Aim
Copy the material from the line containing "of the paved" through the end, swapping "paved walkway" for "brick sidewalk" and keeping everything else the same.

Extracted records
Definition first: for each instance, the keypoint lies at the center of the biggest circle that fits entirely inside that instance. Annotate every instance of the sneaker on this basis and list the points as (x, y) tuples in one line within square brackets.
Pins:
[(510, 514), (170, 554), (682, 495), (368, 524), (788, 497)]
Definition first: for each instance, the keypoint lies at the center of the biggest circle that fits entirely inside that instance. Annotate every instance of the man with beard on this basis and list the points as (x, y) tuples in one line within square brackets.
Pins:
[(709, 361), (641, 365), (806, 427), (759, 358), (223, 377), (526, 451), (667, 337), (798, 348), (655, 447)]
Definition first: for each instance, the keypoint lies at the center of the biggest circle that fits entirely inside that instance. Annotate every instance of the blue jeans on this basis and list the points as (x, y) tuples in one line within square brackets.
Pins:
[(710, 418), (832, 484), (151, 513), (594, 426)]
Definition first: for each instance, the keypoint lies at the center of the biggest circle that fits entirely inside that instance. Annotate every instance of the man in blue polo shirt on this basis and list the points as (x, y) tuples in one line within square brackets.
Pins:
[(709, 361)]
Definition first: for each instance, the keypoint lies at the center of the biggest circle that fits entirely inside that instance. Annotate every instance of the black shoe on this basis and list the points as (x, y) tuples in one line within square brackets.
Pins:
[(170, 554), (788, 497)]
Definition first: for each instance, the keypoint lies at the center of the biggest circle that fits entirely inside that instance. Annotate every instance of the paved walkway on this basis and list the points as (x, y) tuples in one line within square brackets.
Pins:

Result for this task
Definition first: for each instance, the keypoint lies at the center of the biggest circle that fits entirely inside that instance. Annotate every instance of the brick sidewalk on this basis and list the points as (x, y) tuples in one line within square brackets.
Pins:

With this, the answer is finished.